(Entries from a pointing dataset)
* begin *

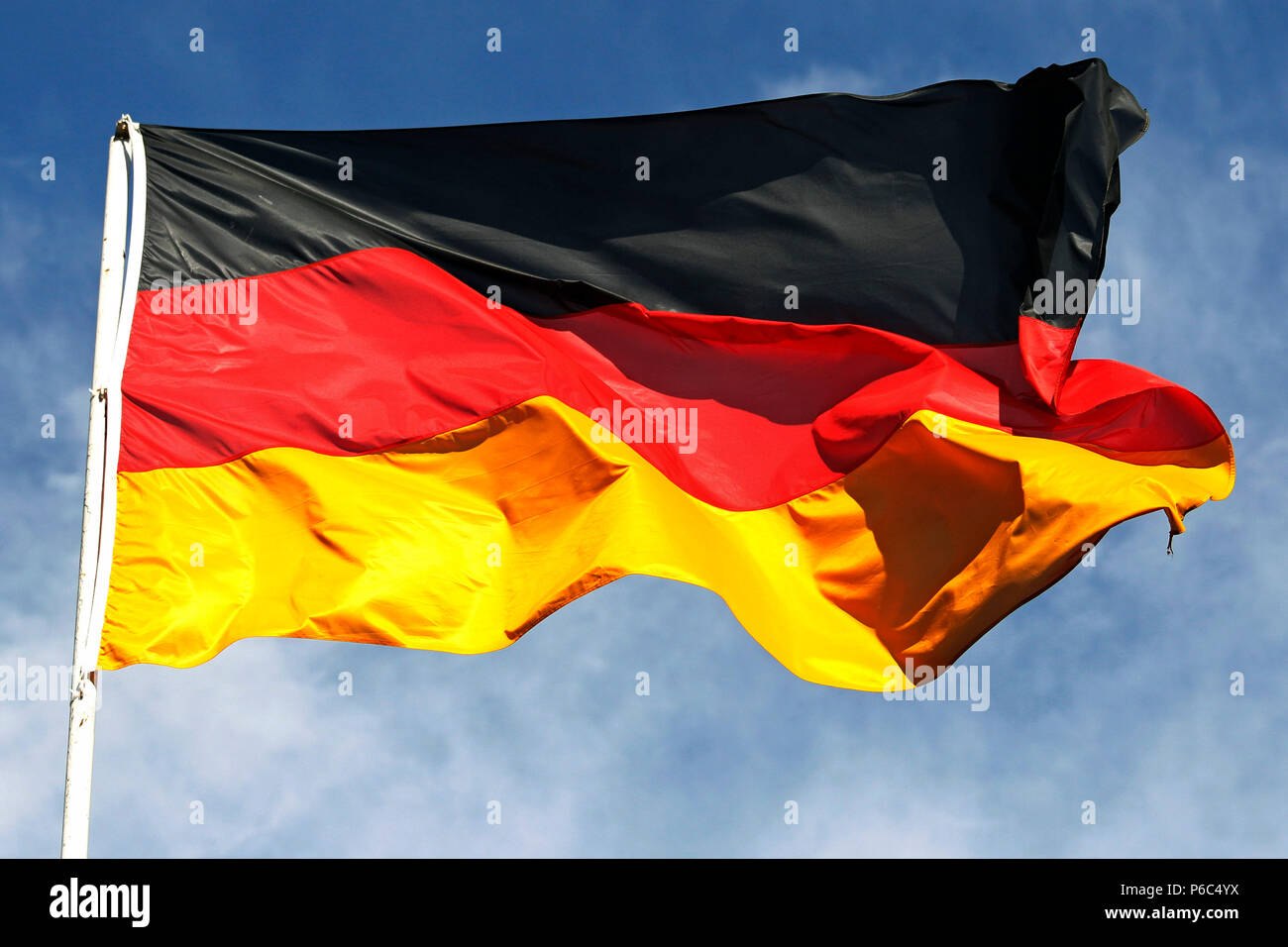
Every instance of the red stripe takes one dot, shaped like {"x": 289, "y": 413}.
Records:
{"x": 408, "y": 352}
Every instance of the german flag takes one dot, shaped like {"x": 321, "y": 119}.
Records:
{"x": 425, "y": 386}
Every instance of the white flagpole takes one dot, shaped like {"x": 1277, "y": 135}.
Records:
{"x": 84, "y": 701}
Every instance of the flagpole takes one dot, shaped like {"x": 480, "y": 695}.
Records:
{"x": 84, "y": 684}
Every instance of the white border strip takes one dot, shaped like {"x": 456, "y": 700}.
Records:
{"x": 112, "y": 382}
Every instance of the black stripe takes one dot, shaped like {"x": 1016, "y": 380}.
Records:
{"x": 829, "y": 193}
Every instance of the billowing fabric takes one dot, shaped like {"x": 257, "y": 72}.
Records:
{"x": 768, "y": 350}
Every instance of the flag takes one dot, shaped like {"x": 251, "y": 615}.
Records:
{"x": 425, "y": 386}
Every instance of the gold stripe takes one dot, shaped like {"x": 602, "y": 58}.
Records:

* end *

OBJECTIVE: Starting at the line containing "Every instance of the gold" and continuing to the end of the data, rewrite those lines with "gold stripe" changed to "yellow stripe" and everything else left as is.

RESPONSE:
Every instance of the yellow stripe takes one dot, shaped like {"x": 602, "y": 58}.
Records:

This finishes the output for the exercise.